**AIM OF THE TASK**
Rewrite the lines starting at the one that contains "Put one point on each instance of the blurred" and ending at the last line below, both included, and give only those. Multiply every coordinate in the answers by 2.4 and round to whole numbers, halves up, leaving the numbers in the requests and their format samples unchanged.

**GIVEN ENTRIES**
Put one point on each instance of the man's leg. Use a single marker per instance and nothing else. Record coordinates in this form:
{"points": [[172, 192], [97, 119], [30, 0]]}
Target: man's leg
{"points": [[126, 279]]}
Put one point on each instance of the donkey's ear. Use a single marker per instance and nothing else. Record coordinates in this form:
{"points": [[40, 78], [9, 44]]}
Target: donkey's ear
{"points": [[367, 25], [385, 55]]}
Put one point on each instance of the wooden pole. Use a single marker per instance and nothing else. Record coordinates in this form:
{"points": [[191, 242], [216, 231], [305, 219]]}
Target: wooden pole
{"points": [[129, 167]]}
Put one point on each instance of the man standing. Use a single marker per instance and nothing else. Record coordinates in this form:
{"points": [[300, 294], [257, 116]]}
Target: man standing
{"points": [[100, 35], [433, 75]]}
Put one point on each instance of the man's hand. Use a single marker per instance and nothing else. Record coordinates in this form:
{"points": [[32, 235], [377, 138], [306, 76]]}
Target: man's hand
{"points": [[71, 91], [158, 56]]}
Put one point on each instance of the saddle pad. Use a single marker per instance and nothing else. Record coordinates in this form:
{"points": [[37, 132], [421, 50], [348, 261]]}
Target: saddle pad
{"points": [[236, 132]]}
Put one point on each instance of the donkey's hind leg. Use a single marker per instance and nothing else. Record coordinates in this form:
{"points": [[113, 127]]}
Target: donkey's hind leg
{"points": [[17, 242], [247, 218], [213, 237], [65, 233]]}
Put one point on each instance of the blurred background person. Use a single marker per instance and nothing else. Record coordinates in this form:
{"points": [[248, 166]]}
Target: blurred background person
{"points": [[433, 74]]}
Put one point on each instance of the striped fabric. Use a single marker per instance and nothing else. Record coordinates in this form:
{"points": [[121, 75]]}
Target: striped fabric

**WRITTEN REPLY**
Put one point on each instance of the blurred background person. Use a single marker per instance and nothing else. Record coordinates in this form:
{"points": [[248, 166]]}
Target: blurred background person
{"points": [[1039, 178]]}
Put one point on each instance of the striped fabric. Use a single marker per instance and nothing else. Record coordinates in this form:
{"points": [[121, 75]]}
Target: striped fabric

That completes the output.